» Consigne: Rédigez la suite de la critique de l'album Beatles For Sale en reprenant juste après sa dernière phrase.

» Document source:
┄┄┄┄┄┄┄┄┄┄┄┄┄┄┄┄┄┄┄┄
Les aventures musicales de deux potes

Les aventures musicales de deux potes

vendredi 13 mai 2016

The Beatles - Beatles For Sale (1964)


  Comme nous l'avons vu, l'album précédent des Beatles, A Hard Day's Night, sorti la même année, représentait pour le groupe à la fois leur premier chef-d'oeuvre inattaquable de bout en bout, et le point culminant de la Beatlemania. Mais après la fête vient la cuite du lendemain. Ce sont des Beatles exténués et au bout du rouleau physiquement et mentalement qui enregistrent ce 4e album, Beatles For Sale. Moins percutant, reposant sur beaucoup de reprises, moins homogène en termes de qualité, cet album est souvent un des moins aimés de la discographie des 4 de Liverpool. Pourtant, à mon humble avis, c'est sûrement le plus sous-estimé de leurs albums, et il est à des années lumières de mériter une si mauvaise réputation. Nous allons donc voir en quoi ce disque est une perle et en aucun cas un raté.

  Déjà, la doublette qui entame l'album est immaculée. "No Reply" fait partie des classiques du groupe, c'est une grande chanson pleine d'émotion et de rage, très classe dans ses arrangements acoustiques, avec là encore un piano qui soutient énormément l'ensemble. D'ailleurs, en écoutant tous ces petits arrangements tellement précis, quasi chirurgicaux, on comprend mieux l'obsession de nombre de groupes de pop indé avec les petits détails d'arrangement qui participent à la force de ces chansons intemporelles.
┄┄┄┄┄┄┄┄┄┄┄┄┄┄┄┄┄┄┄┄
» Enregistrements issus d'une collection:
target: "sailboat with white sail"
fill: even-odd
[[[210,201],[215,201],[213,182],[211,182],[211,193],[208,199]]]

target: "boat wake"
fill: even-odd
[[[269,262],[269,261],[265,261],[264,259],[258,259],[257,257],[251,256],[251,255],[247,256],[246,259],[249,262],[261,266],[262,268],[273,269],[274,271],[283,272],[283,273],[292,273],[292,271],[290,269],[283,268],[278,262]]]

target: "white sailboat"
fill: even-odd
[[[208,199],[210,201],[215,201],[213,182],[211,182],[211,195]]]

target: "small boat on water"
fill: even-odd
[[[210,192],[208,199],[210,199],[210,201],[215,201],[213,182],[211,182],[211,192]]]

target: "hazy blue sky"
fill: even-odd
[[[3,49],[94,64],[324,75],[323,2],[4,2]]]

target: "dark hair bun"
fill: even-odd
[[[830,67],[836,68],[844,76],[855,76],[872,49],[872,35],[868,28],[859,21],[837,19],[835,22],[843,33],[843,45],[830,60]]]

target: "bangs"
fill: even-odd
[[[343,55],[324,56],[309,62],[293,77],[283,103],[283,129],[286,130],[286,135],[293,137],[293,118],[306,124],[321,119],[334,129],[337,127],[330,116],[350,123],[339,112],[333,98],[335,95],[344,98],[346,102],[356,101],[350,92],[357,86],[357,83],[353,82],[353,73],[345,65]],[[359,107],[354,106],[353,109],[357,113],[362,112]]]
┄┄┄┄┄┄┄┄┄┄┄┄┄┄┄┄┄┄┄┄
» Résultat attendu:
  La deuxième partie de cette superbe doublette est la très Dylanienne "I'm A Loser", qui après la 1ere nous montre qu'émotivement ce grand écorché vif de Lennon (secondé par McCartney) n'était pas en grande forme sur le moment. Mention spéciale au magnifique solo de guitare sur le pont du morceau et repris à la fin (sans doute Harrison, j'ai pas revérifié). McCartney & Lennon poursuivent en duo avec "Baby's In Black", troisième composition du duo et très bonne chanson pop, pas aussi incroyable que les deux premières, mais que j'ai toujours beaucoup aimé (le thème du texte est assez original).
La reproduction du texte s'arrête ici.